= PROMPT =
Can you rescale the records below, from the line containing "Expected: for each instance of the sandal" through the line containing "Expected: for each instance of the woman in green", by writing those lines out again with the requests kept as they are and every coordinate in the answers multiplied by 2.55 and rounded to a whole number, with halves rounding up? Return only those lines.

▼

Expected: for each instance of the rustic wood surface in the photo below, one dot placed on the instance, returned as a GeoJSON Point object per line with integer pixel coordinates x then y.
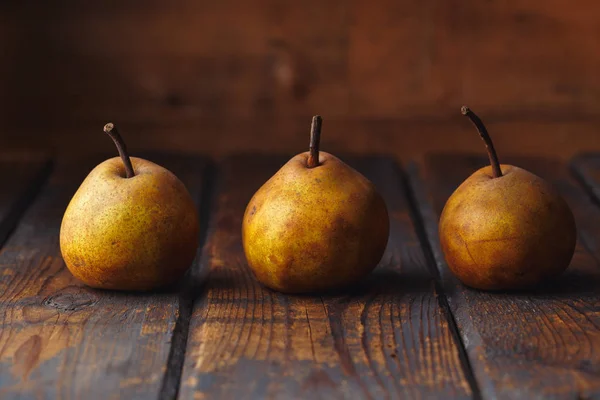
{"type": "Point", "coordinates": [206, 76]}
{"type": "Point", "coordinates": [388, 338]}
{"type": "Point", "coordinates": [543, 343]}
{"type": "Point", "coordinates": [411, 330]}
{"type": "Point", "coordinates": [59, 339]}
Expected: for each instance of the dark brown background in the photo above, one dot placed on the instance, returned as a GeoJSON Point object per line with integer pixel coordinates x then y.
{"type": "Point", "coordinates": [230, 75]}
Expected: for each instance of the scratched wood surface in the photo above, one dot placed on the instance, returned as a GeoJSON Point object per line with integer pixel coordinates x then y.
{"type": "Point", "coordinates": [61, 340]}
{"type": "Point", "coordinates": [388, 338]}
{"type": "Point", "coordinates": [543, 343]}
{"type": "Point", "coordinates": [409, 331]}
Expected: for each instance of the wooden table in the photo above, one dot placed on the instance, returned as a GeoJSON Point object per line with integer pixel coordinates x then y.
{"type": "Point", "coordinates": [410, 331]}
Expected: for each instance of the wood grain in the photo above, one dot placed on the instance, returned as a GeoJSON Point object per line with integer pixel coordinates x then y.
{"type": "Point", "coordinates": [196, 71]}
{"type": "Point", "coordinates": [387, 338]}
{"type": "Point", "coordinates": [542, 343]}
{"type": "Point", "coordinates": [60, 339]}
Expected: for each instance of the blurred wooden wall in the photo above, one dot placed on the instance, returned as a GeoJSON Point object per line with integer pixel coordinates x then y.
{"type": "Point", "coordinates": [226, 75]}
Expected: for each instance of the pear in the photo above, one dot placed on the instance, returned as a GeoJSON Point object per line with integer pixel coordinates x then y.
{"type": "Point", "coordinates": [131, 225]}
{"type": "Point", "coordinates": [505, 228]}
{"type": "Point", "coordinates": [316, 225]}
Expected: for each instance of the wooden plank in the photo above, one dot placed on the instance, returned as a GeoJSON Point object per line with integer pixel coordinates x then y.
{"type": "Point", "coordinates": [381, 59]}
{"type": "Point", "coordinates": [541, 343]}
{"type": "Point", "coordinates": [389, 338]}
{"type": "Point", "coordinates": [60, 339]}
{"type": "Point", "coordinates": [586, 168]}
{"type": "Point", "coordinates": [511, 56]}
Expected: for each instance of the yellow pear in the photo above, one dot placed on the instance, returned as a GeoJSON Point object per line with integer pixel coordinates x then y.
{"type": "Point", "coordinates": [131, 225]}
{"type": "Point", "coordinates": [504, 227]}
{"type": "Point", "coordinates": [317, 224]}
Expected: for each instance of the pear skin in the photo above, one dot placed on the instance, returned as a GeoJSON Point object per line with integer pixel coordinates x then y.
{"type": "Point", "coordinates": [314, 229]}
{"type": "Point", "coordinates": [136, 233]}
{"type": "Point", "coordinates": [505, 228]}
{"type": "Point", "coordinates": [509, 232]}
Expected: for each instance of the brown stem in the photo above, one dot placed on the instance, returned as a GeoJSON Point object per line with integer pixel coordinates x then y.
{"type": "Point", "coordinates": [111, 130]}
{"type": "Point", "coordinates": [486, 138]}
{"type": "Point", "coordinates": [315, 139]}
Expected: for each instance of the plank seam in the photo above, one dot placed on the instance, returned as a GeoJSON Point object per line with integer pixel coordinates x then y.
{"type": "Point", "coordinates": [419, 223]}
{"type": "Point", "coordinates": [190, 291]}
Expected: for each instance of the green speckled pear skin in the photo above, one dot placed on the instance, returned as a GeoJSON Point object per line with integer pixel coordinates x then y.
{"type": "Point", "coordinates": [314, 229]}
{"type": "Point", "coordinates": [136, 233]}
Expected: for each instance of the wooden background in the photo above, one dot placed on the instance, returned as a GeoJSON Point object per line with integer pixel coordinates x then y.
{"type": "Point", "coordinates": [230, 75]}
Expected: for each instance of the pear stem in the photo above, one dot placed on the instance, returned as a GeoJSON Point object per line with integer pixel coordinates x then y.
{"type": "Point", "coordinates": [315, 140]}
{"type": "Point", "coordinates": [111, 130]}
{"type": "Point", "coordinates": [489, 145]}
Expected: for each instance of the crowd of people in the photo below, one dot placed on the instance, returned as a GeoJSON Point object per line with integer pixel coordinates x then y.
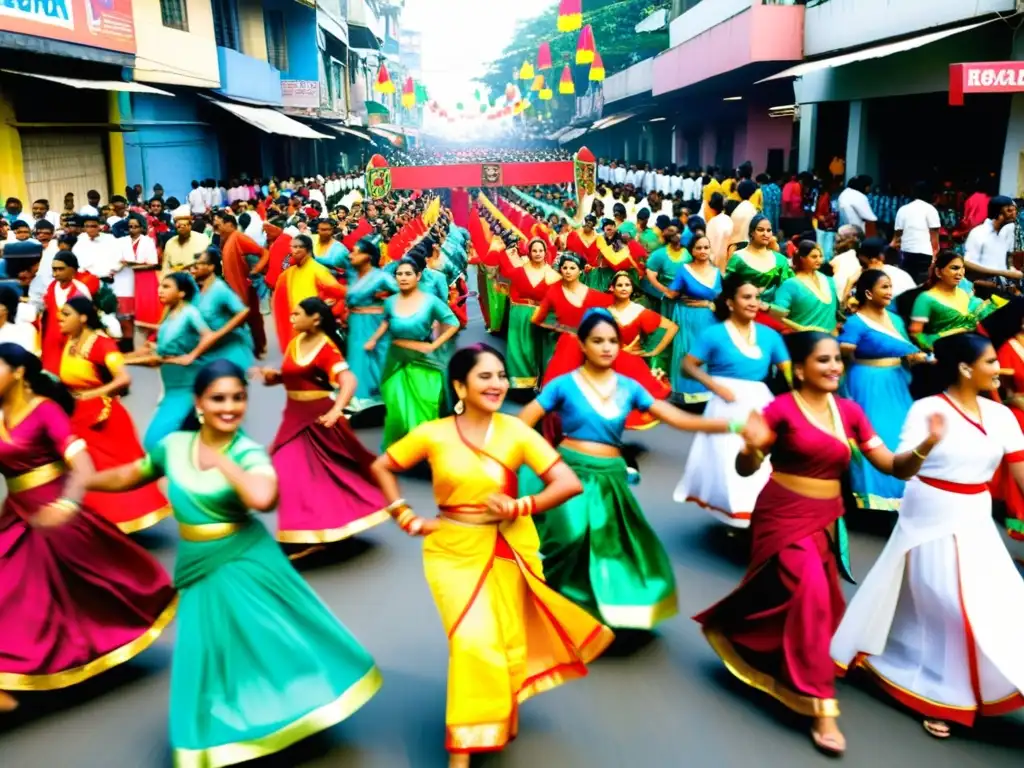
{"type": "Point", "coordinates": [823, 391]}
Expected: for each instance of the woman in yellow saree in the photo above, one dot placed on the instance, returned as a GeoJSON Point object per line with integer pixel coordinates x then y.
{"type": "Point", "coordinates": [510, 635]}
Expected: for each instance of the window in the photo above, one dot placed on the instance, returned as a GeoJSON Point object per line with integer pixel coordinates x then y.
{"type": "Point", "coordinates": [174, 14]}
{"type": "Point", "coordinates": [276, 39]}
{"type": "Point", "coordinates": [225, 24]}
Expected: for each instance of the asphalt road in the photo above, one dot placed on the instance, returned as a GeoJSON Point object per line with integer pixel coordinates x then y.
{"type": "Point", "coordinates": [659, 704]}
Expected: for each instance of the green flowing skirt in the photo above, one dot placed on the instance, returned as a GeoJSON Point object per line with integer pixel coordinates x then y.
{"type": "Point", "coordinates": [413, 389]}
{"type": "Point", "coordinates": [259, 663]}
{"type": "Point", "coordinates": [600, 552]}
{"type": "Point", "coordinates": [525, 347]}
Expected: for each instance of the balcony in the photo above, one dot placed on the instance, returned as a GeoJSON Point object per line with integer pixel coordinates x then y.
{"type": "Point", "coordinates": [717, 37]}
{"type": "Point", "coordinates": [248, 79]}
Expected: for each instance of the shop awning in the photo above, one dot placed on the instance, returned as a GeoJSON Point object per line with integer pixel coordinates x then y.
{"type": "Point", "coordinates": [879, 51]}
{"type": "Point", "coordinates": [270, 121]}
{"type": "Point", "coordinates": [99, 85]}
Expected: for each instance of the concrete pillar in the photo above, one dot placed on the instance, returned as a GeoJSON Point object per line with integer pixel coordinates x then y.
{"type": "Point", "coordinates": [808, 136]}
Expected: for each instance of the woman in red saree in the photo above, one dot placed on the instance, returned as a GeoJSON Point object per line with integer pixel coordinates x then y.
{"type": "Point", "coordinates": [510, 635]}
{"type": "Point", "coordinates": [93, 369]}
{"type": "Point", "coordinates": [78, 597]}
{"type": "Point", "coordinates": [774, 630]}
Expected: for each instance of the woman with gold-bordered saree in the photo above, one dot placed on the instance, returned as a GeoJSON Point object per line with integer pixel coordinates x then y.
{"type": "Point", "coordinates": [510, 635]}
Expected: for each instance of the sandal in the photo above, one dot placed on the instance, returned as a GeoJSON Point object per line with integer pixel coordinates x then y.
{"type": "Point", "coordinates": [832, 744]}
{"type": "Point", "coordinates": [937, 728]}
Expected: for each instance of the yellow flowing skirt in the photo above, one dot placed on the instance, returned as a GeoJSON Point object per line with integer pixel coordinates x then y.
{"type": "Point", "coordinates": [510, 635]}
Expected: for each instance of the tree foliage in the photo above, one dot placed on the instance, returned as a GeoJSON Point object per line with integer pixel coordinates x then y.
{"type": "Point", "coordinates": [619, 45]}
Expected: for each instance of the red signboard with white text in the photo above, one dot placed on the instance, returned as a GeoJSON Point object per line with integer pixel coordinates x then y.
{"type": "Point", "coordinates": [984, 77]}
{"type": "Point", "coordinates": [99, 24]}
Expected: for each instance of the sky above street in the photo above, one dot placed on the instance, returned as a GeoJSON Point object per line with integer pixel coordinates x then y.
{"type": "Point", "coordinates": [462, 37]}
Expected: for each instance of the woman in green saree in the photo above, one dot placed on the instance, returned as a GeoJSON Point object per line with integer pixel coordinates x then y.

▲
▼

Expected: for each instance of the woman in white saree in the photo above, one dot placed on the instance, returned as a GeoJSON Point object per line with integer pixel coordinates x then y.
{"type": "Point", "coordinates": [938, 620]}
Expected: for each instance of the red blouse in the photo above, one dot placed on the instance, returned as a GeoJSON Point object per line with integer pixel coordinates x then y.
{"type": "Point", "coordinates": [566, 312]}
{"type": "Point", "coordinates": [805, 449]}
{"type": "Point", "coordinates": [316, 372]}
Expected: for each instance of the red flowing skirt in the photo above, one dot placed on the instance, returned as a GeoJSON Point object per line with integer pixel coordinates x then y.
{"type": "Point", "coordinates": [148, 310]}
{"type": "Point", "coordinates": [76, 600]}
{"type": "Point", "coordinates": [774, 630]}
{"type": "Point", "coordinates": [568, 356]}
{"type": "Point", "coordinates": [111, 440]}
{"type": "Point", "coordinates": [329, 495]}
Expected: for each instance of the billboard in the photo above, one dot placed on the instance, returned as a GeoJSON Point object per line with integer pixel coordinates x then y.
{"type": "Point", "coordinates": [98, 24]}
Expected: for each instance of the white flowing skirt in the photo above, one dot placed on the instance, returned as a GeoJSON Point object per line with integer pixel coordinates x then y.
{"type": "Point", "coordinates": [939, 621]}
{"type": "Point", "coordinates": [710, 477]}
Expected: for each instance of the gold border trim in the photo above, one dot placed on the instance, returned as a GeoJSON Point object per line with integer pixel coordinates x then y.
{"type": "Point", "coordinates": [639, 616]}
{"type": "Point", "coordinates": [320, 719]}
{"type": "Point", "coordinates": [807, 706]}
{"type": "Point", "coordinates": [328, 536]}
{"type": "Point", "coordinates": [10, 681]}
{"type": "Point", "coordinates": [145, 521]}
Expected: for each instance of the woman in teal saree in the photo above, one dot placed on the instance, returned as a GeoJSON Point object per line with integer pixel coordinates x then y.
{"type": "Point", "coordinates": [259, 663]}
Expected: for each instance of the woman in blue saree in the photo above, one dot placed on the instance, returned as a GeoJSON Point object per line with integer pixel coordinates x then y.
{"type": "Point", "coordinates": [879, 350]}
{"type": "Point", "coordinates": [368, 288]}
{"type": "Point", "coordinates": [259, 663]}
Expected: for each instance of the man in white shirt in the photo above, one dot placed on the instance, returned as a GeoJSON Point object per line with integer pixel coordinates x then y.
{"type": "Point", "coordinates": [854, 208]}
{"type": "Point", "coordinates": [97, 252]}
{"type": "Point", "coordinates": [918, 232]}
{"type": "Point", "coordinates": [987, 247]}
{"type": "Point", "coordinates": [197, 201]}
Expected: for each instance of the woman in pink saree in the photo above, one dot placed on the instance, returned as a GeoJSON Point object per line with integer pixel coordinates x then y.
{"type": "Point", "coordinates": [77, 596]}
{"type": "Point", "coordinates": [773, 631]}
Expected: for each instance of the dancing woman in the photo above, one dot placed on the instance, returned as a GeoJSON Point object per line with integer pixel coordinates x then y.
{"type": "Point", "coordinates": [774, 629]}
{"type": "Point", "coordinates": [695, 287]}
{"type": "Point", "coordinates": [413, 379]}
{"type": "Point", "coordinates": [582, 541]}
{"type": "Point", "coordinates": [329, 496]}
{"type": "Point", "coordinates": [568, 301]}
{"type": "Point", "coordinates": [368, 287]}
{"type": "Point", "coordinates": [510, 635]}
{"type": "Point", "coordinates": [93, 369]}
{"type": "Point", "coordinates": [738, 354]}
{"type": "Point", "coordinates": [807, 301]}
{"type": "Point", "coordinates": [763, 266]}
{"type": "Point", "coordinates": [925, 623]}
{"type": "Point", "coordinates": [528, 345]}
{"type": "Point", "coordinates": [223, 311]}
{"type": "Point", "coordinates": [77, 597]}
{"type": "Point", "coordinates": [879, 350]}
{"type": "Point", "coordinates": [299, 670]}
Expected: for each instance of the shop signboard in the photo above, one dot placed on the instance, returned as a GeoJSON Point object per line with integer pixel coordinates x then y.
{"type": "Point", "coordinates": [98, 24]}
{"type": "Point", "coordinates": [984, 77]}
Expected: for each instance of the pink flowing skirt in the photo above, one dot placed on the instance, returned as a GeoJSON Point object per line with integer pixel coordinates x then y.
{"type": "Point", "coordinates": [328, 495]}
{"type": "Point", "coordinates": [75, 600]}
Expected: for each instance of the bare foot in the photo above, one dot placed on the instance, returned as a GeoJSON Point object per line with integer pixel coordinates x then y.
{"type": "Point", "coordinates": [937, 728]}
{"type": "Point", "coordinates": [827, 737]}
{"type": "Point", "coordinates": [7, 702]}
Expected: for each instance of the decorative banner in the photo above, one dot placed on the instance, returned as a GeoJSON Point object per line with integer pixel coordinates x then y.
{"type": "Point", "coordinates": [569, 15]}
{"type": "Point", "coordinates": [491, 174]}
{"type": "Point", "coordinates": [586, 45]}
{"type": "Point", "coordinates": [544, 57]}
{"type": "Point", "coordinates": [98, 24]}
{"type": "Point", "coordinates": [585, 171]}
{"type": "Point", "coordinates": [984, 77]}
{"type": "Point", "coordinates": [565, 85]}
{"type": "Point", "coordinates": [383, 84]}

▲

= CORRECT ANSWER =
Expected: for each instance of the sandal in the photo above, one dot placed on the instance, returned as a GeoJSON Point object per line with integer pixel coordinates x then y.
{"type": "Point", "coordinates": [2122, 1897]}
{"type": "Point", "coordinates": [2389, 1856]}
Expected: for each instance of the yellow flowing skirt in the photo above, one dot placed on the instance, returned as a GeoJSON Point object per line with integer pixel coordinates x then y.
{"type": "Point", "coordinates": [1301, 1619]}
Expected: for each instance of the tree foliage in the photo above, one dot placed on the instance, returned as a GeoJSON Point object per line with integer pixel coordinates x then y.
{"type": "Point", "coordinates": [1578, 115]}
Expected: for each instance of the red signboard with white text in the photo above, one dot placed on the instance, returned as a GeoJSON Point object per line with integer pixel coordinates x then y.
{"type": "Point", "coordinates": [2509, 196]}
{"type": "Point", "coordinates": [252, 61]}
Expected: for each instance of the sky above street in the photo above, one dot placed on the instance, returned as a GeoJSON Point object per line with integer pixel coordinates x then y.
{"type": "Point", "coordinates": [1178, 94]}
Expected: for each instance of the woman in green saree in the photo above, one dot placed on the instance, returned as a GeoJSON Point object per line with integer pixel coordinates x then y.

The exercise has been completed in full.